> _WORK INSTRUCTIONS_: Please copy the items below word for word, from the start of the items up to and including the line with "8,79 -> 279,188". Leave the pictures out of your copy.
-------- MATERIAL SHOWN
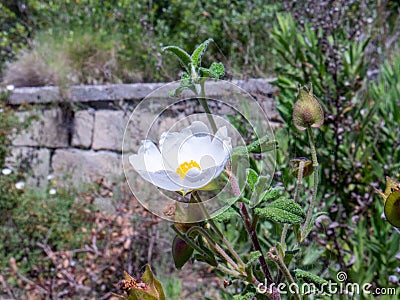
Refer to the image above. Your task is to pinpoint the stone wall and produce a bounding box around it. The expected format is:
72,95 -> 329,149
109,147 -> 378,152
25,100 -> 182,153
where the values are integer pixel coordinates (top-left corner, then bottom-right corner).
8,79 -> 279,188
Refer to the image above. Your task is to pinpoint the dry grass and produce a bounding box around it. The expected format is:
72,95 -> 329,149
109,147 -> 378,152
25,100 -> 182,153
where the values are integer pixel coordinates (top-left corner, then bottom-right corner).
4,32 -> 142,87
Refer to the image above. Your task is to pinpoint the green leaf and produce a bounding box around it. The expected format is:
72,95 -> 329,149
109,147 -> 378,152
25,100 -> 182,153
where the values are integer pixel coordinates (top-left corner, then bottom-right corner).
304,211 -> 328,238
247,136 -> 278,153
162,46 -> 192,73
247,169 -> 258,191
294,269 -> 329,285
209,62 -> 225,79
254,199 -> 306,224
233,292 -> 256,300
283,249 -> 300,266
191,39 -> 214,68
261,186 -> 285,201
213,207 -> 240,223
246,251 -> 261,266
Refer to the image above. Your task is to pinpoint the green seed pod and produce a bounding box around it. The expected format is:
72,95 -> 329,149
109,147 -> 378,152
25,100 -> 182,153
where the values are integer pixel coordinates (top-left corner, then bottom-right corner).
172,236 -> 194,269
293,87 -> 324,130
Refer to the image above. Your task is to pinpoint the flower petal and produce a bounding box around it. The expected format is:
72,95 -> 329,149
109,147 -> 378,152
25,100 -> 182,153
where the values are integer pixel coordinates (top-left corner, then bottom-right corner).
129,140 -> 164,172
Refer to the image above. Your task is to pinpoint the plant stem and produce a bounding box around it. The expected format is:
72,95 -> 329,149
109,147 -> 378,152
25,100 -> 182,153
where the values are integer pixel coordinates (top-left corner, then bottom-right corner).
192,191 -> 245,271
186,226 -> 239,270
199,79 -> 218,133
275,253 -> 301,300
281,161 -> 305,250
171,225 -> 216,257
300,126 -> 318,242
227,170 -> 273,285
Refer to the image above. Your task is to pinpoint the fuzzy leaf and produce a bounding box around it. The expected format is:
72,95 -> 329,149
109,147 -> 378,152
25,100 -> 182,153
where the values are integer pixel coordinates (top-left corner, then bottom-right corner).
213,207 -> 240,223
162,46 -> 192,73
304,211 -> 327,238
233,292 -> 256,300
262,186 -> 285,201
247,136 -> 278,153
191,39 -> 214,68
247,169 -> 258,191
254,199 -> 306,224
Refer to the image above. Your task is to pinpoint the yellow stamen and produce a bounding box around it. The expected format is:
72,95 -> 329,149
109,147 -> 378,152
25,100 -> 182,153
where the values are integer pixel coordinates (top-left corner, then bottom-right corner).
176,160 -> 201,179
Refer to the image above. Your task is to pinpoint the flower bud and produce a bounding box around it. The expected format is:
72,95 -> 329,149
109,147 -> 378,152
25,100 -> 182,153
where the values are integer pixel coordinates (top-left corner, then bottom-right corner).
293,87 -> 324,130
172,236 -> 194,269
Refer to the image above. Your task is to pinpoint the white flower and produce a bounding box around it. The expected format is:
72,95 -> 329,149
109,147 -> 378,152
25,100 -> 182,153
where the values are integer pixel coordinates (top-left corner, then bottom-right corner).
1,168 -> 12,175
15,181 -> 25,190
129,121 -> 232,191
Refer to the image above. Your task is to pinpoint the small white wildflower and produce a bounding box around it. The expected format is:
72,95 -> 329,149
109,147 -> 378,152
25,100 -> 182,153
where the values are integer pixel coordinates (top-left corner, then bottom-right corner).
15,181 -> 25,190
1,168 -> 12,175
129,121 -> 232,191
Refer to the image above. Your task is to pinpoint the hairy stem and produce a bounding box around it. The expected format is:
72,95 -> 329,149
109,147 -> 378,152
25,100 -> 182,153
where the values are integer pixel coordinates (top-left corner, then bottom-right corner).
----------------
> _RESPONSE FOR THIS EXERCISE_:
Refer to the image above. Your task is to pinpoint the stone wall and produce a bounding box around it. The expected format is:
72,95 -> 329,149
109,147 -> 378,152
25,100 -> 182,153
where the values are integer pixel coordinates (top-left corner, then bottom-right corner).
8,79 -> 279,188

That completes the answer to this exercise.